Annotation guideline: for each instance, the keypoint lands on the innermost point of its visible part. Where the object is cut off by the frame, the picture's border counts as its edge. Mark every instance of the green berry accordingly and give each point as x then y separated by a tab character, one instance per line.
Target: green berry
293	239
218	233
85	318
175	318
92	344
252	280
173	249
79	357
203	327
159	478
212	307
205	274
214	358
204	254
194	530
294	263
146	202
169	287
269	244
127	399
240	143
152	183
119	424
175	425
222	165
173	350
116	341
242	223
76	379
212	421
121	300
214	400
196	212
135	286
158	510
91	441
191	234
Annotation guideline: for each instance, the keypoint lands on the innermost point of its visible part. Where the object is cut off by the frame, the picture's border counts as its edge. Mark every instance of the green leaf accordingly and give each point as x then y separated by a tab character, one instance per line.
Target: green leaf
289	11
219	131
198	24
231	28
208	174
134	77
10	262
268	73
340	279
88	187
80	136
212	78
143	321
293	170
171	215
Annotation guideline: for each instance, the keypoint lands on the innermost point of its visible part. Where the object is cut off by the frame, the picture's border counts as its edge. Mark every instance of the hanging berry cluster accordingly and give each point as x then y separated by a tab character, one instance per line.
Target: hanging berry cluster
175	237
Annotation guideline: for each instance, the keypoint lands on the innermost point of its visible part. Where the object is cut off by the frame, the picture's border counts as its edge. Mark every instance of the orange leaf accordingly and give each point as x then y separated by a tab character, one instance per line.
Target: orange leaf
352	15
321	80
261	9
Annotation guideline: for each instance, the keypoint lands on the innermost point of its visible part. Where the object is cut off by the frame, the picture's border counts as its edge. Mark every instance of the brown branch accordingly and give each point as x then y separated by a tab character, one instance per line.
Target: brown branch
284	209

━━━━━━

What to do:
Without omission, return all of the records exactly as given.

Task answer:
Annotation guideline: for each instance, the keypoint lands on the innermost point of its visible part. Where the object is cut off by the frame, the picture's border counts as its edge. Mark every instance of the green berry accordingly and give each point as x then y separated by a tab character, one instance per line.
Target: green berry
293	239
218	233
85	318
175	318
92	344
252	280
173	249
79	357
203	327
159	478
212	307
205	274
214	358
204	254
194	530
294	263
146	202
169	287
269	244
127	399
240	143
152	183
119	424
175	425
222	165
173	350
116	341
242	223
76	379
212	421
121	300
214	400
196	212
135	286
158	510
91	441
191	234
Annotation guideline: for each instance, the keypoint lands on the innermost point of its visible part. Where the object is cut off by the frame, the picture's border counts as its edge. Mark every instance of the green leaf accordingly and give each point as x then y separated by a tab character, one instance per line.
Target: green leaf
289	11
219	131
198	24
231	28
208	174
134	77
10	262
268	73
340	279
88	187
80	136
212	78
143	321
293	170
171	215
Annotation guideline: for each instance, the keypoint lands on the innermost point of its visible part. Where the object is cut off by the frame, the picture's border counts as its edge. Mark every instance of the hanging berry cluster accordingly and give each point as x then y separated by a tab character, one instance per line.
Target: hanging berry cluster
175	237
Annotation guideline: for each instance, the keypoint lands on the innermost point of its visible part. Where the object is cut off by the frame, the picture's border counts as its edge. Mark every instance of the orange leaf accordingly and give each point as x then y separated by a tab character, one instance per line.
Target: orange leaf
352	15
321	80
261	9
Annotation guideline: for each instance, the keypoint lands on the innermost point of its visible part. Where the object is cut off by the frame, the picture's border counts as its edge. Mark every instance of the brown branch accordingly and give each point as x then y separated by a tab character, one instance per line.
Target: brown branch
284	209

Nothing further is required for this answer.